◆ Your objective
Nothing in the data may be altered; copy it all exactly.
*** Exercise input Section Begins ***
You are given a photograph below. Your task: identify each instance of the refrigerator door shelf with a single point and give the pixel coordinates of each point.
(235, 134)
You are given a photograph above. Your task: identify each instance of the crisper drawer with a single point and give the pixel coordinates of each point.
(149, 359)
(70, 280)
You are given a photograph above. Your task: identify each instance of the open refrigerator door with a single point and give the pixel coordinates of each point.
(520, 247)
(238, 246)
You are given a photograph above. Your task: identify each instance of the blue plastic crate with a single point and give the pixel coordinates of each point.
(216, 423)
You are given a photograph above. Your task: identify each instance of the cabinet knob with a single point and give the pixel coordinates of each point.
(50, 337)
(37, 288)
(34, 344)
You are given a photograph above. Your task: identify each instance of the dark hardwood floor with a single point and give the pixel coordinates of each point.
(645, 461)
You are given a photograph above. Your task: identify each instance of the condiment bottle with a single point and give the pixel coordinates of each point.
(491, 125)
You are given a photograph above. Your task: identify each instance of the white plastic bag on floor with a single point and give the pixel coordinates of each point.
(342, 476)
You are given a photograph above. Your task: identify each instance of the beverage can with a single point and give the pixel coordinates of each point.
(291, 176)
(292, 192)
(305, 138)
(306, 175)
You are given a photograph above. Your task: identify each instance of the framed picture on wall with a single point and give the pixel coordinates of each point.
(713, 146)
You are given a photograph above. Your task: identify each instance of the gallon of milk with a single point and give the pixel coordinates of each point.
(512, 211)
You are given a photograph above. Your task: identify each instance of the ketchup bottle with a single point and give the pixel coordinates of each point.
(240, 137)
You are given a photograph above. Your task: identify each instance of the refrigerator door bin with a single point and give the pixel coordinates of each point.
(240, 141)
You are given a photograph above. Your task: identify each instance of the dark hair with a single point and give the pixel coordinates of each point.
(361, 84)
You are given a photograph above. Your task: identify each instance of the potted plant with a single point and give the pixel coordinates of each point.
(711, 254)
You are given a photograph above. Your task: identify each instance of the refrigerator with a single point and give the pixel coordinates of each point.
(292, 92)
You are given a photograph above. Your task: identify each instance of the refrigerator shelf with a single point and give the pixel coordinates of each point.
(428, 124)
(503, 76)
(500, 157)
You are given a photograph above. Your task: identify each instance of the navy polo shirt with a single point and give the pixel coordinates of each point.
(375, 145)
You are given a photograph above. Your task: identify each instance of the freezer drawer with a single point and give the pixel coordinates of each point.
*** Exercise input Section Ends ***
◆ Task result
You are given a photograph below. Your task: identify each instance of the refrigerator door shelf with a single point and give the pixel coordinates of each point.
(235, 134)
You are given a photograph above. Your task: identify each instance of the crisper drawer with a single point and give the pixel coordinates of each point.
(149, 359)
(70, 280)
You are given a photograph above. Your task: identify each instance of the open refrigerator door with a single point and give the pixel coordinates of each point.
(520, 247)
(238, 246)
You are given a photograph above. Your task: identify each instance of the blue plastic crate with a single point and give the pixel coordinates of each point.
(216, 423)
You are given a photograph above. Your task: identify each instance of the cabinet knob with a single point and give the pixel coordinates of each point.
(50, 337)
(37, 288)
(34, 344)
You are given a photograph above. Your task: identify each instance of the dark hardwood floor with a single point and give the pixel coordinates of each point.
(645, 461)
You are given a photograph above. Your task: identify each instance of the condiment bottle with a single point and give the pixel coordinates of each point.
(491, 125)
You are given a photograph above. Your task: identify each instance of the white plastic bag on floor with a single point and give the pixel coordinates of each point.
(342, 476)
You are given a photograph above. Your task: identify each instance of the beverage can with a single point and give the pixel coordinates of each point.
(291, 176)
(292, 192)
(305, 138)
(306, 175)
You are given a photograph above. Your task: identify each instance of the framed picture on wall with a single point and give the pixel coordinates of each point.
(713, 146)
You are given a photograph above. Your task: identify each instance of the gallon of milk with a single point and give the pixel coordinates of each point.
(512, 211)
You are given a photograph above. Your task: identify each instance of the ketchup bottle with a single point and give the pixel coordinates of each point.
(240, 137)
You are given a photograph above. Your task: identify each instance of the refrigerator door bin with a single point and give the pixel coordinates of each point.
(240, 141)
You are given a photograph above. Your task: identify each instance of the dark hair with a single point and give the pixel coordinates of each point.
(361, 84)
You are given a photograph above. Your task: identify each instance of the potted plant with a single point and give the pixel coordinates of each point.
(711, 254)
You are given a photograph above. Your task: identify each instance of the refrigerator with a single point and give the pixel coordinates of each point.
(292, 92)
You are given a photograph above. Your task: identify each instance of the refrigerator shelf with a single point and give the pixel coordinates of each point.
(428, 124)
(503, 76)
(500, 157)
You are given a photograph above. Your task: identify each instance of the navy polo shirt with a single point and give the pixel coordinates of each point.
(375, 145)
You are given a photograph above. Your task: identify each instance of the freezer drawer with a single point and give the pixel coordinates of each point.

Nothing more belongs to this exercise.